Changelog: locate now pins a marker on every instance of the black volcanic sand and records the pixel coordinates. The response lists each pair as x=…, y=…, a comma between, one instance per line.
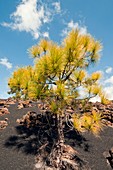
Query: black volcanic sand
x=18, y=144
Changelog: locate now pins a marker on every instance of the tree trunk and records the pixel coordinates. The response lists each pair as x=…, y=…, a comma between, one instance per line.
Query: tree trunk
x=60, y=142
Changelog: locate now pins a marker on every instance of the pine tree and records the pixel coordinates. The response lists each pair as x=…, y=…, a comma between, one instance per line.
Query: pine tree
x=58, y=75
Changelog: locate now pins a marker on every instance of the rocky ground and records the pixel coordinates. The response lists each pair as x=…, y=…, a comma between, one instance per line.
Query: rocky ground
x=19, y=145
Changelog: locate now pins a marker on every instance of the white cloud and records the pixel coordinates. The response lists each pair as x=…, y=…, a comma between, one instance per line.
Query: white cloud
x=30, y=15
x=109, y=92
x=46, y=34
x=5, y=62
x=73, y=25
x=109, y=70
x=109, y=80
x=57, y=6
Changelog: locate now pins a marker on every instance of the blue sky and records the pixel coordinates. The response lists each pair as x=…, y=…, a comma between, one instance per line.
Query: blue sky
x=24, y=22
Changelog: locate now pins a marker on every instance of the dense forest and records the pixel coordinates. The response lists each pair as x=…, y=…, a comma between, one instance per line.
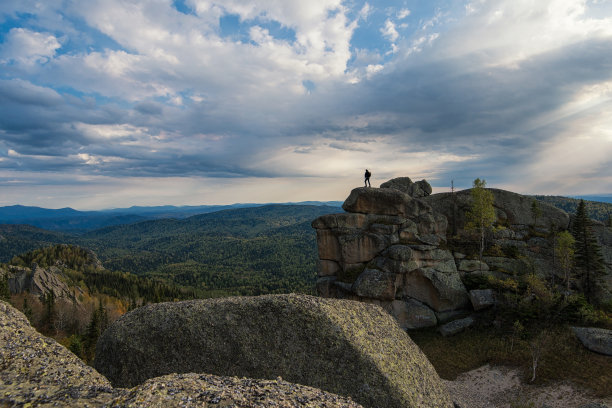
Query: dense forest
x=268, y=249
x=95, y=296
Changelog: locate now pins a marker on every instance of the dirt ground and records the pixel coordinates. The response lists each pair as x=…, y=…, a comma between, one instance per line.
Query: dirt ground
x=500, y=387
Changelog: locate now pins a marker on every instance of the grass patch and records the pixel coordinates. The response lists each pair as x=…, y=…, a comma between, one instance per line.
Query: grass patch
x=563, y=356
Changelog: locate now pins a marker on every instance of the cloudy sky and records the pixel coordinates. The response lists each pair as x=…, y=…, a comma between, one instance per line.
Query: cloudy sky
x=112, y=103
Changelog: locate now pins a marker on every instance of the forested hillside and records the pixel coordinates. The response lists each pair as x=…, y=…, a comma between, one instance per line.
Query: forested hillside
x=596, y=210
x=267, y=249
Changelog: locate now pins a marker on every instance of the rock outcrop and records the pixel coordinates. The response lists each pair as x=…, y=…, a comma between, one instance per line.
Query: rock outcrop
x=349, y=348
x=408, y=251
x=595, y=339
x=37, y=371
x=419, y=189
x=512, y=209
x=386, y=249
x=37, y=281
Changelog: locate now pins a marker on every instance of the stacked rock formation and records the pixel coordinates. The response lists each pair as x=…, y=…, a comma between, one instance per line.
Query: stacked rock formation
x=348, y=348
x=387, y=248
x=406, y=250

────────────────────────────────────────

**Exercise brief:** Reproduce every one of the records above word for word, keeping each line as it appears. Omit the pictures from your copy.

**Answer to the problem:**
Changelog: locate now pins a marker on every instance of the black volcanic sand and records the pixel coordinates. The response lists each pair as x=…, y=…, a comma between, one instance per line.
Query: black volcanic sand
x=18, y=144
Changelog: locate now pins a marker on every instance of the tree trunk and records the pixel coordinates. The response lists each pair as x=…, y=…, a comma between, one instance per line.
Query: tree trunk
x=60, y=142
Changelog: locate now pins a marker on every instance of the pine tree and records the pixel coordinates. The response lists each pair as x=…, y=…, a comma between, one instance per line.
Query: pine tree
x=58, y=75
Changelog: locate now pins a marker on every instance of the rocky ground and records the pixel coordinates. The response lists each pair as x=…, y=…, a comma between, one instance per line.
Query: rocky ground
x=19, y=145
Changelog: locate now pins a marker on every instance of the white cloud and records the pixel coordinates. The response lists each pair as x=…, y=…, a comma between, one instance per line.
Query: white cloud
x=30, y=15
x=109, y=92
x=46, y=34
x=5, y=62
x=73, y=25
x=109, y=70
x=109, y=80
x=57, y=6
Changelog: locate now pins a marker on every instance of the blue sky and records the pixel coordinates. The response lists each pair as x=…, y=…, a comma between, one instance per line.
Query: blue sky
x=24, y=22
Changelog: locate now pins a marker on every instance of the dense forest and records the pixel coordinates. The response lists each pair as x=…, y=…, a comma between, one instance per line.
Query: dense forest
x=268, y=249
x=95, y=296
Changelog: locate now pins a marker on every instance of the dirt ground and records the pixel coordinates. The response lists each pair as x=…, y=…, a comma between, one instance per line.
Query: dirt ground
x=500, y=387
Changelog: locate now pins a marker on every instance of the grass patch and records the pixel coordinates. The response lists each pair as x=…, y=…, a comma between, one instance per line.
Query: grass patch
x=563, y=356
Changelog: locate now pins a marker on every instance of the cloudy sky and records the pixel coordinates. The response lists each pair as x=…, y=…, a comma between, one instance per line.
Query: cloudy sky
x=112, y=103
Changelog: locate now pins a marker on every instance of the forested hillside and records the pixel coordinates. The response lists each pair as x=…, y=…, a comma between, one instance per line.
Query: forested hillside
x=596, y=210
x=267, y=249
Changelog: locate now pins a marker on every instance of the rock outcrop and records the pixel coordinates. The response lists each pair as x=…, y=…, a comma between, one instance per line.
Query: rock outcrop
x=349, y=348
x=408, y=251
x=595, y=339
x=37, y=371
x=419, y=189
x=512, y=209
x=386, y=249
x=37, y=281
Changelog: locate now pins a marker on every instance of the stacked rock formation and records the pixel coordinates. The response lists each pair as x=…, y=…, a comma between, one instance per line.
Query: stacked rock formation
x=348, y=348
x=387, y=248
x=406, y=250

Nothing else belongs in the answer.